**Goal:** Output all records precisely as written.

— Start of Information supplied —

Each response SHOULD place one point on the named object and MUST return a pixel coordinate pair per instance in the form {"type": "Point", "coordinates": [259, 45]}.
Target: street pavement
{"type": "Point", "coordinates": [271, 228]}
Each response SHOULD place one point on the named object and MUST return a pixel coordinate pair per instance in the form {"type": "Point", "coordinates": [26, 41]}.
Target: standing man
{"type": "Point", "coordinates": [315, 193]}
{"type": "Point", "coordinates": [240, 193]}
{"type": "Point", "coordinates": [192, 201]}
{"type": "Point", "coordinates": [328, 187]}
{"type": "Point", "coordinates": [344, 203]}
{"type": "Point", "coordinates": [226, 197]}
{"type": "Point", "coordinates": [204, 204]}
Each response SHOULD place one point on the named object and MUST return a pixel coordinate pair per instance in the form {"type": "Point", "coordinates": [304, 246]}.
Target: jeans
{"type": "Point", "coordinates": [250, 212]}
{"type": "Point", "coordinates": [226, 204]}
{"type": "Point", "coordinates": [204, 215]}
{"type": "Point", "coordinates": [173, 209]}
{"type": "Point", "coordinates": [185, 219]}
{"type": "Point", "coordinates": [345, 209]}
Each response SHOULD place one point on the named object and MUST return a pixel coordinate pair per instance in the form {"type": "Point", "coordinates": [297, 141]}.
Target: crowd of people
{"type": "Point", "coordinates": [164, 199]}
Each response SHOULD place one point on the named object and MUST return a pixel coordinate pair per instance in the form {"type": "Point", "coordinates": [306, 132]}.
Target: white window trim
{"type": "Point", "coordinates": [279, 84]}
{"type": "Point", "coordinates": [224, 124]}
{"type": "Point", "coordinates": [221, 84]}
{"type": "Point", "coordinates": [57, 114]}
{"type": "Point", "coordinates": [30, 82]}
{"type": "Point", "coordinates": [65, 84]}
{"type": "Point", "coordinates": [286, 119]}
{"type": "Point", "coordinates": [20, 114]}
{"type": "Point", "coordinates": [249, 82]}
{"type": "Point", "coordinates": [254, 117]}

— End of Information supplied —

**Answer to the exercise:**
Each response SHOULD place one point on the named object and MUST return a pixel coordinate pair per instance in the form {"type": "Point", "coordinates": [259, 45]}.
Target: street pavement
{"type": "Point", "coordinates": [271, 228]}
Each response SHOULD place one point on the named object and MUST return a pixel coordinate pair per instance in the form {"type": "Point", "coordinates": [26, 41]}.
Target: standing man
{"type": "Point", "coordinates": [315, 193]}
{"type": "Point", "coordinates": [240, 193]}
{"type": "Point", "coordinates": [192, 201]}
{"type": "Point", "coordinates": [328, 187]}
{"type": "Point", "coordinates": [344, 203]}
{"type": "Point", "coordinates": [226, 197]}
{"type": "Point", "coordinates": [204, 204]}
Each response SHOULD place one point on the named object and MUST return a pixel coordinate pair per instance in the form {"type": "Point", "coordinates": [304, 246]}.
Target: jeans
{"type": "Point", "coordinates": [250, 212]}
{"type": "Point", "coordinates": [226, 204]}
{"type": "Point", "coordinates": [204, 215]}
{"type": "Point", "coordinates": [173, 209]}
{"type": "Point", "coordinates": [185, 219]}
{"type": "Point", "coordinates": [345, 209]}
Each response SHOULD place one point on the named object and MUST return a pixel coordinate pair per instance in the form {"type": "Point", "coordinates": [297, 141]}.
Target: crowd of people
{"type": "Point", "coordinates": [164, 199]}
Each response SHOULD place one point on the named object and MUST return a pixel coordinate pair per instance in the form {"type": "Point", "coordinates": [306, 132]}.
Target: white window trim
{"type": "Point", "coordinates": [279, 84]}
{"type": "Point", "coordinates": [224, 124]}
{"type": "Point", "coordinates": [221, 84]}
{"type": "Point", "coordinates": [57, 114]}
{"type": "Point", "coordinates": [30, 82]}
{"type": "Point", "coordinates": [65, 84]}
{"type": "Point", "coordinates": [286, 119]}
{"type": "Point", "coordinates": [20, 114]}
{"type": "Point", "coordinates": [249, 82]}
{"type": "Point", "coordinates": [254, 117]}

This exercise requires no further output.